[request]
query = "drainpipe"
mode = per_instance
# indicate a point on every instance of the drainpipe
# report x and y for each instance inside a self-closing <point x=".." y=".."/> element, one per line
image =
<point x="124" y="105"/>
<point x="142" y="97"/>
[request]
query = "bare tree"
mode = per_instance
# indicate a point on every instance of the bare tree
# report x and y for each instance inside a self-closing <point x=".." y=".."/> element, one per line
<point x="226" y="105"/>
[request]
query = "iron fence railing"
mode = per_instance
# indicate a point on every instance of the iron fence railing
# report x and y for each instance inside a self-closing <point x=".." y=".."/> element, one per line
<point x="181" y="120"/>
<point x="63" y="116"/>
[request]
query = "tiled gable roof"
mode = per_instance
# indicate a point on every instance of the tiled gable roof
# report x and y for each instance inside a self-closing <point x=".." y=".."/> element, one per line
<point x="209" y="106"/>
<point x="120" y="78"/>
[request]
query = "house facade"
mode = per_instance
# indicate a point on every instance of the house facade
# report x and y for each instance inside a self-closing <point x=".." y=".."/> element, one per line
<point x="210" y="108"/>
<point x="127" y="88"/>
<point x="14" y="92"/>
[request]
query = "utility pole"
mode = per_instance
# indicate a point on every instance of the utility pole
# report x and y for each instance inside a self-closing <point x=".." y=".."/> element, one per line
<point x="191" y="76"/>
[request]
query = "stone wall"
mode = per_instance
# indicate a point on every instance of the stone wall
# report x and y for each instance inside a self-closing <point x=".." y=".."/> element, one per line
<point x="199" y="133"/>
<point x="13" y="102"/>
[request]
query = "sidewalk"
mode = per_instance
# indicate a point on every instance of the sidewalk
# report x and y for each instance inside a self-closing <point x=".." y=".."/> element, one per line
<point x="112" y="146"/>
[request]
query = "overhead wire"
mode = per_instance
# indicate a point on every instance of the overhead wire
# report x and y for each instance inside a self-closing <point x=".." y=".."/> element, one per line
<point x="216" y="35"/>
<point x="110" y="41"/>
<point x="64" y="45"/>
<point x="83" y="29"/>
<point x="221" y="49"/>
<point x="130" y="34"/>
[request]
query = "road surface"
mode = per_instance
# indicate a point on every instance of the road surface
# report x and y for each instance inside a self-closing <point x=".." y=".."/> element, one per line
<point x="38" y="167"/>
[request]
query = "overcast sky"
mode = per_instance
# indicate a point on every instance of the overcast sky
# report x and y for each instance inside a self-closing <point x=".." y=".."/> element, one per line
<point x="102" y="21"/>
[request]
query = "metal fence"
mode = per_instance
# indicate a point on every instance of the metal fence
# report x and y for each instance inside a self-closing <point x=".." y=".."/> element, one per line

※

== Short task ==
Quote all the records. Keep every word exact.

== Problem solution ==
[request]
query = "drainpipe"
mode = per_instance
# indicate a point on every instance of the drainpipe
# report x and y for each instance inside a self-closing <point x=".." y=".."/> element, one per line
image =
<point x="124" y="105"/>
<point x="142" y="97"/>
[request]
query = "bare tree"
mode = per_instance
# indicate a point on every instance of the bare tree
# report x and y for each instance inside a self-closing <point x=".." y=".."/> element, one per line
<point x="226" y="105"/>
[request]
query = "iron fence railing"
mode = per_instance
# indicate a point on every instance of the iron fence railing
# report x and y for each instance inside a self-closing <point x=".." y=".."/> element, one per line
<point x="181" y="120"/>
<point x="63" y="116"/>
[request]
query = "tiled gable roof"
mode = per_instance
# indicate a point on every instance of the tiled gable roof
# report x and y for each instance inside a self-closing <point x=".." y=".."/> element, one per line
<point x="209" y="106"/>
<point x="120" y="78"/>
[request]
query = "house facade"
mode = per_instance
# indicate a point on every instance of the house facade
# report x and y for each instance inside a self-closing <point x=".." y=".."/> element, one per line
<point x="210" y="108"/>
<point x="127" y="88"/>
<point x="14" y="92"/>
[request]
query = "utility pole"
mode = per_instance
# indicate a point on every instance of the utility pole
# report x and y for each instance inside a self-closing <point x=".." y=".."/> element, one per line
<point x="191" y="76"/>
[request]
query = "stone wall"
mode = per_instance
# indicate a point on every instance of the stone wall
# report x and y for each instance inside a self-closing <point x=".." y=".."/> element, one per line
<point x="199" y="133"/>
<point x="13" y="102"/>
[request]
query = "sidewalk"
mode = per_instance
# indicate a point on every instance of the sidewalk
# report x and y for each instance inside a self-closing <point x=".." y=".."/> element, one per line
<point x="112" y="146"/>
[request]
query = "overhead wire"
mode = per_instance
# indicate a point on every instance of the overhead wire
# report x and y for each instance inside a self-closing <point x=".." y=".."/> element, one per line
<point x="216" y="35"/>
<point x="110" y="41"/>
<point x="64" y="45"/>
<point x="83" y="29"/>
<point x="221" y="49"/>
<point x="130" y="34"/>
[request]
query = "road surface"
mode = per_instance
# indicate a point on every instance of the road surface
# report x and y for each instance inside a self-closing <point x=".." y=".."/> element, one per line
<point x="38" y="167"/>
[request]
query = "overcast sky"
mode = per_instance
# indicate a point on every instance of the overcast sky
# report x and y for each instance inside a self-closing <point x=".." y=".."/> element, one per line
<point x="102" y="21"/>
[request]
query = "metal fence"
mode = per_instance
# indicate a point on every instance of the metal fence
# report x and y for each instance inside a self-closing <point x=".." y=".."/> element, one per line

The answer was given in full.